**Exercise instructions:** Using the data below, repeat all of it precisely.

**Data records:**
--

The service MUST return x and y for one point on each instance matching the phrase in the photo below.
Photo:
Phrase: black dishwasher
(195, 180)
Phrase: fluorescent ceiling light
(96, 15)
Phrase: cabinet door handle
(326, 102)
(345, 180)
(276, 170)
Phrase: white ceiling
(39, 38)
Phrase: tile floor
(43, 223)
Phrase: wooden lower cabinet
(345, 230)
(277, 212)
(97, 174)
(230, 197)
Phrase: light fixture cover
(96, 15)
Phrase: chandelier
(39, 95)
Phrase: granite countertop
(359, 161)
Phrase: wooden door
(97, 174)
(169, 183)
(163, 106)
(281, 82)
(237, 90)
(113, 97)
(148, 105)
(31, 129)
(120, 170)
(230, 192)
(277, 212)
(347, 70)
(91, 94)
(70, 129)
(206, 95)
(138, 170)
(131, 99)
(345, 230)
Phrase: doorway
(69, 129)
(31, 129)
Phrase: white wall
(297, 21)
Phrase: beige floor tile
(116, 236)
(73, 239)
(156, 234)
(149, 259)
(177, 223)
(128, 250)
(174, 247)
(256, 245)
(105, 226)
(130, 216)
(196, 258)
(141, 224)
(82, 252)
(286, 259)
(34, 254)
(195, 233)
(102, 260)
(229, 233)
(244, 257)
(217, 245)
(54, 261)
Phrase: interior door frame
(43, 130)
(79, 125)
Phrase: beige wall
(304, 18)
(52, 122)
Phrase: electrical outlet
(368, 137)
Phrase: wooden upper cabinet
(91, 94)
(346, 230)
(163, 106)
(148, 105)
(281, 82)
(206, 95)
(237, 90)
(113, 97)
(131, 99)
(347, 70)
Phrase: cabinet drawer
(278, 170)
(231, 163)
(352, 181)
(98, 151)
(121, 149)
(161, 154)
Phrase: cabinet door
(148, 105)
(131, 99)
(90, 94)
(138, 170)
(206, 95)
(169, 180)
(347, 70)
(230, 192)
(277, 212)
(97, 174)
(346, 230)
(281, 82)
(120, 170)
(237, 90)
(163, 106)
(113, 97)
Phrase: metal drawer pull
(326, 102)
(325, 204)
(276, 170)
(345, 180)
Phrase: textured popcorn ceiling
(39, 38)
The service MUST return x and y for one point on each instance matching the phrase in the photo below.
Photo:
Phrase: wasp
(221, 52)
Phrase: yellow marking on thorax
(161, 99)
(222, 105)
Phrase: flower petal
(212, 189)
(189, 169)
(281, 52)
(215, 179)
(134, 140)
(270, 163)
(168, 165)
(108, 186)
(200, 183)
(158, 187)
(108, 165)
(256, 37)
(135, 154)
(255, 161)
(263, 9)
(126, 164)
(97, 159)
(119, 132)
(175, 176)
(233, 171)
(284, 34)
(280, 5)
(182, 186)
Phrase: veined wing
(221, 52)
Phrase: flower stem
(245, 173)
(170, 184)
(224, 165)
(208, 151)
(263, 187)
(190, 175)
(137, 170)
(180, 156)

--

**Task result:**
The service MUST return x and y for one point on each instance matching the phrase in the photo below.
Photo:
Phrase: black dishwasher
(195, 180)
Phrase: fluorescent ceiling light
(96, 15)
Phrase: cabinet door handle
(326, 102)
(345, 180)
(276, 170)
Phrase: white ceiling
(39, 38)
Phrase: tile floor
(43, 223)
Phrase: wooden lower cabinet
(345, 230)
(277, 212)
(97, 174)
(230, 197)
Phrase: light fixture cover
(96, 15)
Phrase: chandelier
(39, 95)
Phrase: granite countertop
(359, 161)
Phrase: wooden door
(97, 174)
(169, 183)
(163, 106)
(281, 82)
(237, 90)
(113, 97)
(148, 105)
(31, 129)
(120, 170)
(230, 192)
(277, 212)
(347, 70)
(91, 94)
(70, 129)
(206, 95)
(138, 170)
(131, 99)
(345, 230)
Phrase: doorway
(69, 129)
(31, 129)
Phrase: white wall
(297, 21)
Phrase: beige floor tile
(116, 236)
(73, 239)
(156, 234)
(149, 259)
(177, 223)
(128, 250)
(174, 247)
(256, 245)
(105, 226)
(130, 216)
(196, 258)
(141, 224)
(82, 252)
(286, 259)
(34, 254)
(195, 233)
(102, 260)
(229, 233)
(244, 257)
(217, 245)
(54, 261)
Phrase: interior door frame
(43, 130)
(79, 125)
Phrase: beige wall
(304, 18)
(52, 122)
Phrase: electrical outlet
(368, 137)
Phrase: wooden upper cabinet
(91, 94)
(346, 230)
(163, 106)
(148, 105)
(281, 82)
(206, 95)
(237, 90)
(113, 97)
(131, 99)
(347, 70)
Phrase: cabinet drawer
(278, 170)
(231, 163)
(352, 181)
(98, 151)
(121, 149)
(161, 154)
Phrase: cabinet door
(148, 105)
(131, 99)
(90, 94)
(138, 170)
(206, 95)
(169, 180)
(347, 70)
(230, 192)
(277, 212)
(97, 174)
(346, 230)
(281, 82)
(120, 170)
(237, 90)
(163, 106)
(113, 97)
Phrase: metal drawer pull
(326, 102)
(325, 204)
(276, 170)
(345, 180)
Phrase: textured popcorn ceiling
(39, 38)
The service MUST return x and y for one point on each instance matching the phrase in the photo below.
Photo:
Phrase: wasp
(221, 52)
Phrase: yellow marking on thorax
(161, 99)
(222, 105)
Phrase: flower petal
(212, 189)
(189, 169)
(281, 52)
(215, 179)
(134, 140)
(270, 163)
(168, 165)
(108, 186)
(200, 183)
(158, 187)
(108, 165)
(256, 37)
(135, 154)
(255, 161)
(263, 9)
(126, 164)
(97, 159)
(119, 132)
(175, 176)
(233, 171)
(284, 34)
(280, 5)
(182, 186)
Phrase: veined wing
(221, 52)
Phrase: flower stem
(245, 173)
(170, 184)
(224, 165)
(208, 151)
(263, 187)
(190, 175)
(137, 170)
(180, 156)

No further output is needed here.